* Text segment:
↓

Even though section 18-4-405 does not provide the means by which the trial court could impose a constructive trust in this case, UMC can reach certain property in Pamela Allen's possession through the court's equitable powers to impose an equitable lien or a constructive trust on that property. In its complaint in intervention, UMC requested a constructive trust as to the $75,000 promissory note and the deed of trust that secures that note, and a constructive trust and an equitable lien on the Driver Lane property to the extent of funds invested in that property that were obtained by borrowing against the family home. At trial, UMC contended that it also was entitled to the difference between the amount of funds Pamela received from the sale of the Driver Lane residence and the amount she invested in the Florida residence. We hold that UMC is entitled to either an equitable lien, a constructive trust, or both, on certain property held by Pamela. On remand, the trial court can fashion an appropriate remedy after making necessary factual findings as to the circumstances under which Pamela acquired the property and the present interests of Pamela, UMC, and other parties in that property.

↑

* Records provided:
↓

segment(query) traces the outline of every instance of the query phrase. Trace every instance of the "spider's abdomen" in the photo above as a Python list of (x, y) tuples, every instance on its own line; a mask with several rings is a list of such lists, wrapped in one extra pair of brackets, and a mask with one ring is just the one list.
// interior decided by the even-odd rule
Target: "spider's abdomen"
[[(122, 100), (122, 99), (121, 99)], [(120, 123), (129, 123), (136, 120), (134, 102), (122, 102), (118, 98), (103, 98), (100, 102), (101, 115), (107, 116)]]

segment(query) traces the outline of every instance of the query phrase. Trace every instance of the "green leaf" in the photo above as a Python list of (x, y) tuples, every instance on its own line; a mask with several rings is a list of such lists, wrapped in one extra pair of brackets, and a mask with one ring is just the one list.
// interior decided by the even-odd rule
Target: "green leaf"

↑

* Exercise objective: Continue the court opinion on UMC's equitable lien and constructive trust claims against Pamela Allen's property, picking up after its final sentence.

* Result of this task:
As a preliminary matter, we must describe the circumstances that justify the imposition of an equitable lien. When imposed to prevent unjust enrichment, an equitable lien is a special and limited form of a constructive trust. Restatement of Restitution § 161; Dobbs, Handbook on the Law of Remedies, § 4.3 at 249. Whereas the beneficiary of a constructive trust receives title to the trust property, a plaintiff who receives an equitable lien obtains merely a security interest in the property held by the defendant and can use that interest to satisfy a money claim against the defendant. Dobbs, Handbook on the Law of Remedies, § 4.3 at 249; 5 Scott, The Law of Trusts, § 463 at 3425. An equitable lien is the proper remedy "where part of the property or part of the fund belongs in good conscience to the defendant, or at any rate belongs to someone other than the plaintiff." Dobbs, Handbook on the Law of Remedies, § 4.3 at 249-50. An equitable lien also may be the preferable remedy in a case in which the defendant has used the plaintiff's property to purchase other property and the other property has decreased in value. In such a case, in proper circumstances the plaintiff can have an equitable lien on the later-acquired property and a money judgment against the defendant for any deficiency between the value of the plaintiff's property and the value of the later-acquired property. 5 Scott, The Law of Trusts, § 463 at 3425.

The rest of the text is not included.